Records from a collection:
______________________________

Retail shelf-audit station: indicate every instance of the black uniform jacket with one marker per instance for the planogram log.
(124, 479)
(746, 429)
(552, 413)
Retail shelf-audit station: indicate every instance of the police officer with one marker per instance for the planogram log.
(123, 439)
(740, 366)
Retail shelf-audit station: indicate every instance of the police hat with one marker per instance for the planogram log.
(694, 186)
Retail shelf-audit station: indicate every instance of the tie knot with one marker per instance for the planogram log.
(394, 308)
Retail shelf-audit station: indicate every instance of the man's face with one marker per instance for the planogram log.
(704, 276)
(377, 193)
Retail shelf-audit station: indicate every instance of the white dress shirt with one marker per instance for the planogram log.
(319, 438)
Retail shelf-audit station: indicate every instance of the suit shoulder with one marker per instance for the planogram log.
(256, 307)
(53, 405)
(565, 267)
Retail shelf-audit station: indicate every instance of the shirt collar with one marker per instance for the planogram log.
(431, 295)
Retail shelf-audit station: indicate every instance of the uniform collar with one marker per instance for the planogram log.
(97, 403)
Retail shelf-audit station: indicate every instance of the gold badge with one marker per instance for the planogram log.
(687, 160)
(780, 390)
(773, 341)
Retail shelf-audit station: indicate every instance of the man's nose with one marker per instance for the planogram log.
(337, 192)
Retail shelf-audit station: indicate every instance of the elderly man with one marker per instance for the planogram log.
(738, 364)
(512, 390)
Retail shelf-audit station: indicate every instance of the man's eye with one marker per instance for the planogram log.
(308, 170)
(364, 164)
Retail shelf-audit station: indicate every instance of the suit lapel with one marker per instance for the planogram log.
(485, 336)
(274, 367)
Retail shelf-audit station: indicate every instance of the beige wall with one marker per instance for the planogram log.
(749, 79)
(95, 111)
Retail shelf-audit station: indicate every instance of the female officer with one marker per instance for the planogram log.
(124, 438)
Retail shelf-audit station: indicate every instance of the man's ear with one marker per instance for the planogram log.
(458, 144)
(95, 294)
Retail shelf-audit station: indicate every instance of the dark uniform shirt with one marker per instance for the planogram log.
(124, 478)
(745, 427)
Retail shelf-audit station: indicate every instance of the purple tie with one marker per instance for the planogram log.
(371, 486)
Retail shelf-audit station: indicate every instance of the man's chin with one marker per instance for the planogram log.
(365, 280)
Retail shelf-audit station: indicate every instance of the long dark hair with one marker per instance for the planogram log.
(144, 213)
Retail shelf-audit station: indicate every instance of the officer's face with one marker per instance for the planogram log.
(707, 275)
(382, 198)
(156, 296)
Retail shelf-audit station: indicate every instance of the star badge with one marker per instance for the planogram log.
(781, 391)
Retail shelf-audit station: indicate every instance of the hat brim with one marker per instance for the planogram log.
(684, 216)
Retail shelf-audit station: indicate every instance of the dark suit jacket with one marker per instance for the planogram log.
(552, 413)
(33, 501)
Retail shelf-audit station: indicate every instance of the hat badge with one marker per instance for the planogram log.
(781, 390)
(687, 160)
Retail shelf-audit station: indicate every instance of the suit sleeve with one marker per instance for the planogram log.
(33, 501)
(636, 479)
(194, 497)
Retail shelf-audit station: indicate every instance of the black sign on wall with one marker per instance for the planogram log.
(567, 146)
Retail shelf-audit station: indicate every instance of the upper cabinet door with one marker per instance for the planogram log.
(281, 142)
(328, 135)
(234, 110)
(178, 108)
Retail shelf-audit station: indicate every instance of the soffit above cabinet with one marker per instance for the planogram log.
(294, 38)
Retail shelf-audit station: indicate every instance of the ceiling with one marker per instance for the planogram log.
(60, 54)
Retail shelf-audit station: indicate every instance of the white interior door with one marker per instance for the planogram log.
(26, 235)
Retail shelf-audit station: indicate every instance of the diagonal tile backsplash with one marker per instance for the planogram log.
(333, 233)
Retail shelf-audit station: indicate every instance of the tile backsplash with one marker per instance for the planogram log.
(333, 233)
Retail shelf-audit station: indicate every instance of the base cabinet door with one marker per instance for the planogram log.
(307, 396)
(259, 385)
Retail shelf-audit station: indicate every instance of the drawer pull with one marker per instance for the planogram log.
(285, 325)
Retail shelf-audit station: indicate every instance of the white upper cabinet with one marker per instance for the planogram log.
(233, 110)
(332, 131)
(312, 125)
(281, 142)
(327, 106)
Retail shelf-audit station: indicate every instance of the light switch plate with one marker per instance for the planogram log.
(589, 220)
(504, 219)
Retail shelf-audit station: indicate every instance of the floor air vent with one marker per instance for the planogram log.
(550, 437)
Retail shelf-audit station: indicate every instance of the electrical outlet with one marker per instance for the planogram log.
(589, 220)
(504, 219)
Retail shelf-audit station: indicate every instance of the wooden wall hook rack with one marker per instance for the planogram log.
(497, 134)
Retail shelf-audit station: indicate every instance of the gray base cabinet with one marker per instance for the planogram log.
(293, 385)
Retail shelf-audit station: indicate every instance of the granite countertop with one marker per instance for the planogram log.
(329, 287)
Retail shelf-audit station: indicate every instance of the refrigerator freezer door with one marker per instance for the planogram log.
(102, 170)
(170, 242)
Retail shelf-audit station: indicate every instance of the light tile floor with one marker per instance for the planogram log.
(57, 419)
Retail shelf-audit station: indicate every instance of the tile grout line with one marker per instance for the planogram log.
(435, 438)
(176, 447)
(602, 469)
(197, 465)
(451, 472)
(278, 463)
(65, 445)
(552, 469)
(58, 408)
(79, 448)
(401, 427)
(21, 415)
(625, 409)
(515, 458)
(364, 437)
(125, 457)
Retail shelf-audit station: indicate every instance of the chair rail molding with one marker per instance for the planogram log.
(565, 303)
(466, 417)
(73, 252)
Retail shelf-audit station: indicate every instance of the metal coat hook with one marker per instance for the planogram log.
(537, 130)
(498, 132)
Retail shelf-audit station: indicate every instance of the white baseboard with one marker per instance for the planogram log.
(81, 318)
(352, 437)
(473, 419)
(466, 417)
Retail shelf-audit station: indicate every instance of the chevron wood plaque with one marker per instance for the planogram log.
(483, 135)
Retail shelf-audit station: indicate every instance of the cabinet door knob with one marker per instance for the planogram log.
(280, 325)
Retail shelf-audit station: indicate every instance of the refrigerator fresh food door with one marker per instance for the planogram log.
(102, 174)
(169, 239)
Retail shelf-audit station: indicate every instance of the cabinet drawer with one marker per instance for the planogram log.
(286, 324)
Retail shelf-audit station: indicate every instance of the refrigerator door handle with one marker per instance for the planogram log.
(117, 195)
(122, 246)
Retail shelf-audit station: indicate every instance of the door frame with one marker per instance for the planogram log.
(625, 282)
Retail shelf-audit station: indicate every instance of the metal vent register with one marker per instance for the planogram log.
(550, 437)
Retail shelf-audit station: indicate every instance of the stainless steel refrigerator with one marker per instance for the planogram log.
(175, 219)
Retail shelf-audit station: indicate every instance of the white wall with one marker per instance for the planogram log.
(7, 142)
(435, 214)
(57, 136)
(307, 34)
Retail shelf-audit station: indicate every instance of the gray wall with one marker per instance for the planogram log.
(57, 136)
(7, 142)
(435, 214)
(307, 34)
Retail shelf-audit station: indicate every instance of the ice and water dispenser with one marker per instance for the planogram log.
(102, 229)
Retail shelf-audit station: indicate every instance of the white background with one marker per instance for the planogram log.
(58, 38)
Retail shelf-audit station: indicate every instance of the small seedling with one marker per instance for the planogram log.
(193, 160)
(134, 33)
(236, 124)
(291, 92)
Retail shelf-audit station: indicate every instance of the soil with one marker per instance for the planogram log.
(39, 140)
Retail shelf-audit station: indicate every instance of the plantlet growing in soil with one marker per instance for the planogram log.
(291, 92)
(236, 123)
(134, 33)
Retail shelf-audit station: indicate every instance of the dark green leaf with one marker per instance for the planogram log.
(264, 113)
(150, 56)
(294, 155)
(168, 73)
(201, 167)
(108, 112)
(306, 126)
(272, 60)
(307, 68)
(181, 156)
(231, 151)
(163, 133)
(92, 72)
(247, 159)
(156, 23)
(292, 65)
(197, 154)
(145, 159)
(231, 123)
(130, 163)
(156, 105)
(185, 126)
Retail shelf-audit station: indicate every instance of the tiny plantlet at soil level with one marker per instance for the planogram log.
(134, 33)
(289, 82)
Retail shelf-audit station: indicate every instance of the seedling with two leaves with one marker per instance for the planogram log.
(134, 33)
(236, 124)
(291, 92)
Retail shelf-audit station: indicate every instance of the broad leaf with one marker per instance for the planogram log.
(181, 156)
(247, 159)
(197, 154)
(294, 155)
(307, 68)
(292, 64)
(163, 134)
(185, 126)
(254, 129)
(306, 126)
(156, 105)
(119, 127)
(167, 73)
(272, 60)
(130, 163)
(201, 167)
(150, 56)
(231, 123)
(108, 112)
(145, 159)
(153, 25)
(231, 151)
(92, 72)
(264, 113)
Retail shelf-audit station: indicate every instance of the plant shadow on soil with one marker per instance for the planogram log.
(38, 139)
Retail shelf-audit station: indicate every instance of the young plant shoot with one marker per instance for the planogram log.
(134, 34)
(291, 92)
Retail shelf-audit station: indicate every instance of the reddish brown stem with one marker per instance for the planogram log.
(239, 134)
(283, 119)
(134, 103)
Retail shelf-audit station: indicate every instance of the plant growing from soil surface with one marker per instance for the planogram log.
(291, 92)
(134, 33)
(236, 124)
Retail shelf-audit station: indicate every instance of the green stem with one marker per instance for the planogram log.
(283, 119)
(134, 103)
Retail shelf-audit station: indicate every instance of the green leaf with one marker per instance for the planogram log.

______________________________

In the listing above, find the line containing "the plant shadow" and please quote exactly that line through the last one, and no other lines.

## REPLY:
Retail shelf-audit station: indicate every instance of the plant shadow on soil with one marker per instance for the planogram log.
(38, 139)
Retail shelf-audit station: indicate every instance of the young plant shoot with one marker per instance for the planogram log.
(134, 34)
(291, 92)
Retail shelf-audit station: indicate every instance of the reddish brown stem with one marker per instance for the planogram log.
(239, 134)
(283, 119)
(134, 103)
Retail shelf-audit station: indicate every instance of the plant growing from soil surface with one marker per instance for the planogram log.
(291, 92)
(134, 33)
(236, 124)
Retail shelf-audit station: indicate every instance of the green stem with one marker per instance for the planogram log.
(283, 119)
(134, 103)
Retail shelf-audit station: indicate every instance of the green leaf with one marker per instance for the planogram log.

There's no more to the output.